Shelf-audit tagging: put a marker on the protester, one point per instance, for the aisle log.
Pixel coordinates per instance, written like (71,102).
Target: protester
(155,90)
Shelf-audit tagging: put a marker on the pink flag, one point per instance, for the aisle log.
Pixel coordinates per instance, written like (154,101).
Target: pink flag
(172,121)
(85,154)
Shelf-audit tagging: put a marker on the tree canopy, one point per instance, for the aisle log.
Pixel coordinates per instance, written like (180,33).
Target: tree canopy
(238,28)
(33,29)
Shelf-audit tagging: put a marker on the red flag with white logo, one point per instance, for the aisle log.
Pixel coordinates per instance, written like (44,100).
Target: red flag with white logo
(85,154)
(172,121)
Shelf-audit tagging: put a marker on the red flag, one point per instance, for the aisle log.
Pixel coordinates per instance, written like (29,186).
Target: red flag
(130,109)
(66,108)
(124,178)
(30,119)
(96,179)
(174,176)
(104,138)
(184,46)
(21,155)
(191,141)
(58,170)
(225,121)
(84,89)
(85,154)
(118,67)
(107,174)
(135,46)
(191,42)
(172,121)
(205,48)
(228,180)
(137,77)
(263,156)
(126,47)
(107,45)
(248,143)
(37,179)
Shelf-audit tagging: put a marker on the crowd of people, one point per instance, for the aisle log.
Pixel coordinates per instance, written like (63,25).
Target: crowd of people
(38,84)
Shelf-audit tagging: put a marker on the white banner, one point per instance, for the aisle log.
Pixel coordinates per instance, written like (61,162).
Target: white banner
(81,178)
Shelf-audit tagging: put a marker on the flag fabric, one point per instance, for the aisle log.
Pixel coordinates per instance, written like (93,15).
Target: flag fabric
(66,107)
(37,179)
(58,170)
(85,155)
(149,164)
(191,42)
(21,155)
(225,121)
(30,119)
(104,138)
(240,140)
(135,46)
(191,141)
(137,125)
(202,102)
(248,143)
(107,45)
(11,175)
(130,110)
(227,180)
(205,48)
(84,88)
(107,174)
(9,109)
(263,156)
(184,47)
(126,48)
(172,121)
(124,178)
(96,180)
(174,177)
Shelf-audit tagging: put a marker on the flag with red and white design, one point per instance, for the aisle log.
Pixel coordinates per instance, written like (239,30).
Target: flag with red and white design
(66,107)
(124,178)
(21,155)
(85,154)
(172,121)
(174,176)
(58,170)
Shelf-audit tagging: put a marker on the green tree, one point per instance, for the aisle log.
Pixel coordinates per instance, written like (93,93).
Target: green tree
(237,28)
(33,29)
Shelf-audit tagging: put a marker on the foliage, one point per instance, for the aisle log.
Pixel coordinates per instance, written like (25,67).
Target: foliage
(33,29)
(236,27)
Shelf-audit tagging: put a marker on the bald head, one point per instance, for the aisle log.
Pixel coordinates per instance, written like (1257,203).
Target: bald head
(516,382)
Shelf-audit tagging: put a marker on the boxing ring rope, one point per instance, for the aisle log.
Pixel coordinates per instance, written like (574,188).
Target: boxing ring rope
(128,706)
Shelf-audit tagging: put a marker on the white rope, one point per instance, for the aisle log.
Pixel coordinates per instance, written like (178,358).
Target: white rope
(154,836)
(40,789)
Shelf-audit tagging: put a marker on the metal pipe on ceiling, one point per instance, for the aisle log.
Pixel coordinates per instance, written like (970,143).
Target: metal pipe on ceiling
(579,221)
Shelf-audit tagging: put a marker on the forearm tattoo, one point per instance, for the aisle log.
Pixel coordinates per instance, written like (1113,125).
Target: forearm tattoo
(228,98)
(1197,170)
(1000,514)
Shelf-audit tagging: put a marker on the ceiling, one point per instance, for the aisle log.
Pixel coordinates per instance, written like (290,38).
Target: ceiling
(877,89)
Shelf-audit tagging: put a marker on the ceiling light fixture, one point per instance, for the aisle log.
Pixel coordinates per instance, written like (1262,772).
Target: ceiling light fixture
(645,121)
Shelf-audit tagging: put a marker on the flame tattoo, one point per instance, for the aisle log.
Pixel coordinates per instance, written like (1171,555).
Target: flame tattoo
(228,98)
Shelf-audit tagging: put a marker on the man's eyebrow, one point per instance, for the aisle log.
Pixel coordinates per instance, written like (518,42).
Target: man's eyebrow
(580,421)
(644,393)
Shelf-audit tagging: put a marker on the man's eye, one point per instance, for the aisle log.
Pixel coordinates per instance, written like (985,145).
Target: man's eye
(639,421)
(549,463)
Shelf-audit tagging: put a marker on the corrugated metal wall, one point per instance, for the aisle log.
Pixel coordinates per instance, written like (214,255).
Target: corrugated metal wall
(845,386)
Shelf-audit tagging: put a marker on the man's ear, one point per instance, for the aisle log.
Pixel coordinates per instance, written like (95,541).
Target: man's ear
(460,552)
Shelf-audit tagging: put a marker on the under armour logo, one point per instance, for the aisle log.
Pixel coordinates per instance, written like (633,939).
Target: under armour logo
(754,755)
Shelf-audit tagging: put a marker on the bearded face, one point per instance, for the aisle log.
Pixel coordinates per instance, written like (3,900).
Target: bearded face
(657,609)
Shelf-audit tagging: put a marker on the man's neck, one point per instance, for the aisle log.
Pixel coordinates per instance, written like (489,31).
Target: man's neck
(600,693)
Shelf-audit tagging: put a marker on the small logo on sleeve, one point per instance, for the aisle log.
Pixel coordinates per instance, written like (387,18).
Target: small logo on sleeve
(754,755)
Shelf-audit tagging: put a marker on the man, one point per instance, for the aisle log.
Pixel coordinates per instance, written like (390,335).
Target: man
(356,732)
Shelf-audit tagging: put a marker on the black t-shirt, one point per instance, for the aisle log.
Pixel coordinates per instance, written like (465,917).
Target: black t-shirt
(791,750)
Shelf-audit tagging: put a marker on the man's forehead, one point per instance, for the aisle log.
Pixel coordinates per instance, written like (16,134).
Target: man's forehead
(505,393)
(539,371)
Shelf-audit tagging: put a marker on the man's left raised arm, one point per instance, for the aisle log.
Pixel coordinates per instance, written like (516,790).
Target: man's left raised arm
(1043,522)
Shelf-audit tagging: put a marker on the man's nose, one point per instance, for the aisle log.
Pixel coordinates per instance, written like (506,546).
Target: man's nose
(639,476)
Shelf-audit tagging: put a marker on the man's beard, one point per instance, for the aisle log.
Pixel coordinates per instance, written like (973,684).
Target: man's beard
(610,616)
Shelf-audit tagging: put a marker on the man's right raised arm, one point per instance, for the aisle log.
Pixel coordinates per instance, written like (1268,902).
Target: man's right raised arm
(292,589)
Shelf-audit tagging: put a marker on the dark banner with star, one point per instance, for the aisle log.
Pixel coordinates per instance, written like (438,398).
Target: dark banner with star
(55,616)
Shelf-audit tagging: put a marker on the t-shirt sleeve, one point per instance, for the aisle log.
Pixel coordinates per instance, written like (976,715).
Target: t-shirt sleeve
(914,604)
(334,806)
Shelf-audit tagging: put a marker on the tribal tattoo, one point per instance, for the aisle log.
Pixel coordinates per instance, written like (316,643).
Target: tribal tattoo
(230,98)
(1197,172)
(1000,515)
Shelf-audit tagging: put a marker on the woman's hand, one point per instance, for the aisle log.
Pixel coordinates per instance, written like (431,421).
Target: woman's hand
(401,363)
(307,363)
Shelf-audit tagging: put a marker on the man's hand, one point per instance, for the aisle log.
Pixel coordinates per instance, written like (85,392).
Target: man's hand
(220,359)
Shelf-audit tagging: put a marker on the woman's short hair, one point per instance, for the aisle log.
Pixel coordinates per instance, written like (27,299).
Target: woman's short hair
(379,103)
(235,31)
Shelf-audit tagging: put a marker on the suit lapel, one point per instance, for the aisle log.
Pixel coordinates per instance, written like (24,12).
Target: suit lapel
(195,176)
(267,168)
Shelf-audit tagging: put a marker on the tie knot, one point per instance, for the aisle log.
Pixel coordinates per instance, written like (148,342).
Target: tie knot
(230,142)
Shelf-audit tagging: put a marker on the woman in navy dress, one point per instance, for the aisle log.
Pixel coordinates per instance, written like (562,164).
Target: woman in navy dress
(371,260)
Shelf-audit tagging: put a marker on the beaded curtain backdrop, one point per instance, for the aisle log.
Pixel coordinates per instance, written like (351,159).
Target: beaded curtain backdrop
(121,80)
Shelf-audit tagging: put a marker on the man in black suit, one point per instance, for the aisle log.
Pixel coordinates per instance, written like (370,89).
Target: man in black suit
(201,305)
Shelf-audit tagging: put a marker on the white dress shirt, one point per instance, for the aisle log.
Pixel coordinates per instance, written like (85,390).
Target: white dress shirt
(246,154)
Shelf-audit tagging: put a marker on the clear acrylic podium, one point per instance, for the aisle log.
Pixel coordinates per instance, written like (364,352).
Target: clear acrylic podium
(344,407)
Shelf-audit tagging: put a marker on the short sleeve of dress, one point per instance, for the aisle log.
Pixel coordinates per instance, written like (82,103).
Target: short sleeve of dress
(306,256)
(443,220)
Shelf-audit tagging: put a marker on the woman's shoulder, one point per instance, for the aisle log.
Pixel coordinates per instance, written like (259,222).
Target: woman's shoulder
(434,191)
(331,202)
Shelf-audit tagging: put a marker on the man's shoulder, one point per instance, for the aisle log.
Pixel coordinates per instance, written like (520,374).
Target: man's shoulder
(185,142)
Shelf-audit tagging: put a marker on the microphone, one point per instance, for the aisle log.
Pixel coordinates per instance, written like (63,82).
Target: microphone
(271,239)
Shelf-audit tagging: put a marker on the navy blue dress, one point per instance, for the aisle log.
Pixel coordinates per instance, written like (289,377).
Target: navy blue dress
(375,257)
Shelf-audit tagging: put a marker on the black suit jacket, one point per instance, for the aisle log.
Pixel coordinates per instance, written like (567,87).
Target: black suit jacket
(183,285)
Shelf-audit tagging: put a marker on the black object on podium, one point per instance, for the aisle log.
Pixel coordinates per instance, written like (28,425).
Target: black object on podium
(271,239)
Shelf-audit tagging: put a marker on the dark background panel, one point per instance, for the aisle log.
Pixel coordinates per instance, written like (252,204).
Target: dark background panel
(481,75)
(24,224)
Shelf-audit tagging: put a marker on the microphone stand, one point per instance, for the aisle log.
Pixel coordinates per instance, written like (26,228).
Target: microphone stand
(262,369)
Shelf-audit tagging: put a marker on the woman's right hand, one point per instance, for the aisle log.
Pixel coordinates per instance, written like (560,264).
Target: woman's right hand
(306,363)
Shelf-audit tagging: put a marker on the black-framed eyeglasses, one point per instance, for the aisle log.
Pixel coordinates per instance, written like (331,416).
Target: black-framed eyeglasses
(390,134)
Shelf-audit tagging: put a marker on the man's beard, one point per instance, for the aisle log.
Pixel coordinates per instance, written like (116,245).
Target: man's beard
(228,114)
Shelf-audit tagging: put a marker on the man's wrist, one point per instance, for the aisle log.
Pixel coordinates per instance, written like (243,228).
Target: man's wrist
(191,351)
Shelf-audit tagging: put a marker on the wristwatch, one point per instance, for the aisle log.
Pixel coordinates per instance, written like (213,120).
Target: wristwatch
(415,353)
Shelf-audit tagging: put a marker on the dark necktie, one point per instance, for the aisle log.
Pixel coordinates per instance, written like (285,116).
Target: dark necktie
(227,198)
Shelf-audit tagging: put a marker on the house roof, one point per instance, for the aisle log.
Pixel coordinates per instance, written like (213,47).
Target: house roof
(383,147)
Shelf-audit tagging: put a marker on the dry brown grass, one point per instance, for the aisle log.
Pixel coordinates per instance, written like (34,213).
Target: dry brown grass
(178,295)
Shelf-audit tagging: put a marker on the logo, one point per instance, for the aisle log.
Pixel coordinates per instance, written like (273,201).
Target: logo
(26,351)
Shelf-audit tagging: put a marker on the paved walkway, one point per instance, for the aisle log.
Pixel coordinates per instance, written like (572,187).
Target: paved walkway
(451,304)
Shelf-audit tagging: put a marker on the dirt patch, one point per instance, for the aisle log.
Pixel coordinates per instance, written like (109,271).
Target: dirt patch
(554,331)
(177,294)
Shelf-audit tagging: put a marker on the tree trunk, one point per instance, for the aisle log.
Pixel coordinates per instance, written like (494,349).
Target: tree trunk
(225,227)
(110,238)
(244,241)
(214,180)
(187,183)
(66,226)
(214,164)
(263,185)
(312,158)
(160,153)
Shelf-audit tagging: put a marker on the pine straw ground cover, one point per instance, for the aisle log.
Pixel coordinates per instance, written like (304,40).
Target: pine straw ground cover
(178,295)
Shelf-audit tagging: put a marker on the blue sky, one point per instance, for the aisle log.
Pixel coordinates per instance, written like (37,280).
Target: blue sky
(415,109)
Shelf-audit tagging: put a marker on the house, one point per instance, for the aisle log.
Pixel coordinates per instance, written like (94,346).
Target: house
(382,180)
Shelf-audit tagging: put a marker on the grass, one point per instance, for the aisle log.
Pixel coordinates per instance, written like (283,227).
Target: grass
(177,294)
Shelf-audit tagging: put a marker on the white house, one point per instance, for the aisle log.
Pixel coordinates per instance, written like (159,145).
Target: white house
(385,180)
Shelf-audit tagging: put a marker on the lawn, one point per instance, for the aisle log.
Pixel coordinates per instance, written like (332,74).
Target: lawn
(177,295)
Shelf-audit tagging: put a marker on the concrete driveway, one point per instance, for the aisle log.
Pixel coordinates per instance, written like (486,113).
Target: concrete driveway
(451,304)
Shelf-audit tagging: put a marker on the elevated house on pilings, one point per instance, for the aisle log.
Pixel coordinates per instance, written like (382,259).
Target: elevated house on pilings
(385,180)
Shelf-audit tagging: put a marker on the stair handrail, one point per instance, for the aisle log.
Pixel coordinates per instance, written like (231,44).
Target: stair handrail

***

• **Exercise details**: Exactly reproduce the lines beginning with the one that contains "Shelf-audit tagging: put a marker on the lawn, one" and ending with the last line of the material, both included. Leave out everything else.

• **Complete response**:
Shelf-audit tagging: put a marker on the lawn, one point per instance, for the aisle log.
Pixel coordinates per instance, written like (332,74).
Target: lawn
(177,295)
Shelf-audit tagging: put a marker on the concrete driveway, one point per instance, for the aisle log.
Pixel coordinates per instance, written like (486,113).
Target: concrete driveway
(451,304)
Shelf-audit tagging: put a marker on the elevated house on pilings, one point per instance, for the aisle log.
Pixel coordinates per instance, written like (382,259).
Target: elevated house on pilings
(385,180)
Shelf-audit tagging: put a marker on the stair handrail, one point per instance, for the aisle log.
Pixel coordinates per instance, written like (231,44).
Target: stair handrail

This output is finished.